START Text shown

Tensorboard: Rendezvous of RPC terminated due overflow encountered in long_scalars

Created on 4 Apr 2018 · 13Comments · Source: tensorflow/tensorboard

TensorFlow/TensorBoard version: 1.7.0
OS Platform and version: Windows 10
Python version: 3.6

I use this snippet of code to set and increment the variable count_step:

        self.count_step = tf.Variable(0, trainable=False, dtype=tf.int64, name='count_step')

self.count_step_increase = tf.assign(self.count_step, self.count_step + 1)

def increase_count_step(self):
    return self.sess.run(self.count_step_increase)

work properly when I run my entire code without calling tf_debug.
if I switch to sess = tf_debug.TensorBoardDebugWrapperSession(sess, 'localhost: 6064')

when the function increase_count_step is called , first I get this:

C:\Users\user\Anaconda3\envs\env\lib\site-packages\tensorflow\python\ops\nn_ops.py:2161: RuntimeWarning: overflow encountered in long_scalars
(output_count * filter_in_depth * filter_height * filter_width * 2))

that is strange cause I have some convolutional layers in my model but no one is inovolved when calling
increase_count_step...

btw after this gRPC wrapper crashes and I get this error:

File "C:\Users\user\Anaconda3\envs\env\lib\site-packages\tensorflow\python\debug\wrappers\grpc_wrapper.py", line 225, in run
self._sent_graph_version)
File "C:\Users\user\Anaconda3\envs\env\lib\site-packages\tensorflow\python\debug\wrappers\grpc_wrapper.py", line 61, in publish_traceback
send_source=True)
File "C:\Users\user\Anaconda3\envs\env\lib\site-packages\tensorflow\python\debug\lib\source_remote.py", line 192, in send_graph_tracebacks
graph=graph, send_source=send_source)
File "C:\Users\user\Anaconda3\envs\env\lib\site-packages\tensorflow\python\debug\lib\source_remote.py", line 166, in _send_call_tracebacks
stub.SendTracebacks(call_traceback)
File "C:\Users\user\Anaconda3\envs\env\lib\site-packages\grpc_channel.py", line 487, in __call__
return _end_unary_response_blocking(state, call, False, deadline)
File "C:\Users\user\Anaconda3\envs\env\lib\site-packages\grpc_channel.py", line 437, in _end_unary_response_blocking
raise _Rendezvous(state, None, None, deadline)
grpc._channel._Rendezvous: <_Rendezvous of RPC that terminated with (StatusCode.RESOURCE_EXHAUSTED, Received message larger than max (10116890 vs. 4194304))>

debugger

Source

JCMiles

Most helpful comment

RPCs have a max payload size of 4194304 bytes (by default). Your program is raising an exception when debugger logic (within TensorBoardDebugWrapperSession) tries to send the graph of the model to TensorBoard. Perhaps the graph is large.

For now, would it be OK for you to prevent the debugger from sending the graph (and python tracebacks) to TensorBoard? Via setting end_traceback_and_source_code to False:

sess = tf_debug.TensorBoardDebugWrapperSession(
    sess=sess,
    grpc_debug_server_addresses=['localhost:6064'],
    send_traceback_and_source_code=False)

END Text shown
START Input data

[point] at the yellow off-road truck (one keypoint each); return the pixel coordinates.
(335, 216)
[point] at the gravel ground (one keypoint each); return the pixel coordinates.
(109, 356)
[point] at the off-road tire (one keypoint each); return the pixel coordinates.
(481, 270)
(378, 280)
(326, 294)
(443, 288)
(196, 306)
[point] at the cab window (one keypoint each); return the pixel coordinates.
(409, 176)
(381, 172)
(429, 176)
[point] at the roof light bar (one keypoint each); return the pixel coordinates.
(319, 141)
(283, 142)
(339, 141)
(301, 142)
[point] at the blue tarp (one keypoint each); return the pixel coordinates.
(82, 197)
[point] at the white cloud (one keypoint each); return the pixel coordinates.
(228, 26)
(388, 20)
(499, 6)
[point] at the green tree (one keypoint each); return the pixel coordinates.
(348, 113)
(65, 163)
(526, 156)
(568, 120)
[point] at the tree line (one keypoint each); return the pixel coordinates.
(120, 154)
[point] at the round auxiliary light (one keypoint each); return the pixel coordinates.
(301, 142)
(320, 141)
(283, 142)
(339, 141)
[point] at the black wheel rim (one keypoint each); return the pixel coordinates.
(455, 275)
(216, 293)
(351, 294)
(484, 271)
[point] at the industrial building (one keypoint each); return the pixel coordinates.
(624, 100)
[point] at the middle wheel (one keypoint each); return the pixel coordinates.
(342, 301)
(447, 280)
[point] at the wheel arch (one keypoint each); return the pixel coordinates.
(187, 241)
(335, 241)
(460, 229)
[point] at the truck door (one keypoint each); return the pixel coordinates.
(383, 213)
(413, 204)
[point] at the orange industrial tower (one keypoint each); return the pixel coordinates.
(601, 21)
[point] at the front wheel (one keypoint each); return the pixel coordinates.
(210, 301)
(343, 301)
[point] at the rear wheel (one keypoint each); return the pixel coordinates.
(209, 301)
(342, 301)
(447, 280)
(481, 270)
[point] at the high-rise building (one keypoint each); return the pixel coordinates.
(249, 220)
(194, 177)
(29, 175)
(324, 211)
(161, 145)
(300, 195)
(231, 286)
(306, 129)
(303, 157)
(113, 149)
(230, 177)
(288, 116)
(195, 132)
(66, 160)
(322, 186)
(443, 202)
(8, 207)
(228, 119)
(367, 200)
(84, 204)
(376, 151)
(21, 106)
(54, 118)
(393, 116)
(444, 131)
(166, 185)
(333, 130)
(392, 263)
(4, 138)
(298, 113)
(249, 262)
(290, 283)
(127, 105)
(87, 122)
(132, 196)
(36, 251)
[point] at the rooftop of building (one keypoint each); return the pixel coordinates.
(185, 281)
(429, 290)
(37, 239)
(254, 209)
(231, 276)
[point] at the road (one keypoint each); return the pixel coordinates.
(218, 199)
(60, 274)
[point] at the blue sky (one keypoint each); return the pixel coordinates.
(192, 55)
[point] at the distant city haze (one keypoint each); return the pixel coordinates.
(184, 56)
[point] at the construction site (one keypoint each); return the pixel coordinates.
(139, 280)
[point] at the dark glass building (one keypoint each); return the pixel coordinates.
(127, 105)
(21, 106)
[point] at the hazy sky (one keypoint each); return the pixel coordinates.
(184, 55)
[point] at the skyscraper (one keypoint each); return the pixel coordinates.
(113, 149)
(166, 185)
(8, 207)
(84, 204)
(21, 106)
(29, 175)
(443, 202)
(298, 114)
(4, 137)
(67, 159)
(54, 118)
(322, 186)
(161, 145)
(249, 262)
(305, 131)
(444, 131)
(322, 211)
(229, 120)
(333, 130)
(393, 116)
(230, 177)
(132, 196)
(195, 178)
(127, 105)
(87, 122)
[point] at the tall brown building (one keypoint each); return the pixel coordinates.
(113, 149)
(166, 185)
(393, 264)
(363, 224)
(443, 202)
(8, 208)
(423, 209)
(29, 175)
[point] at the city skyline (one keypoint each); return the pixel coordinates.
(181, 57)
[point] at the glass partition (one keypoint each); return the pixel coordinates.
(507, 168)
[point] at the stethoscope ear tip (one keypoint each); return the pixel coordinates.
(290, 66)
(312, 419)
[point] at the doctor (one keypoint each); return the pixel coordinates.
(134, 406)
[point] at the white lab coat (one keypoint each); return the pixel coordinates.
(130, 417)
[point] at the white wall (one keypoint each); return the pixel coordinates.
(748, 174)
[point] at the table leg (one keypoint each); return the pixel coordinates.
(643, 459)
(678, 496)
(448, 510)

END Input data

▶ [Explore the material]:
1. Print the part of the TensorBoard issue thread starting at "RPCs have a" and ending at "graph is large.".
2. According to the TensorBoard issue thread, what is the default maximum payload size for RPCs?

▶ [Solutions to the tasks]:
1.
RPCs have a max payload size of 4194304 bytes (by default). Your program is raising an exception when debugger logic (within TensorBoardDebugWrapperSession) tries to send the graph of the model to TensorBoard. Perhaps the graph is large.

2. 4194304 bytes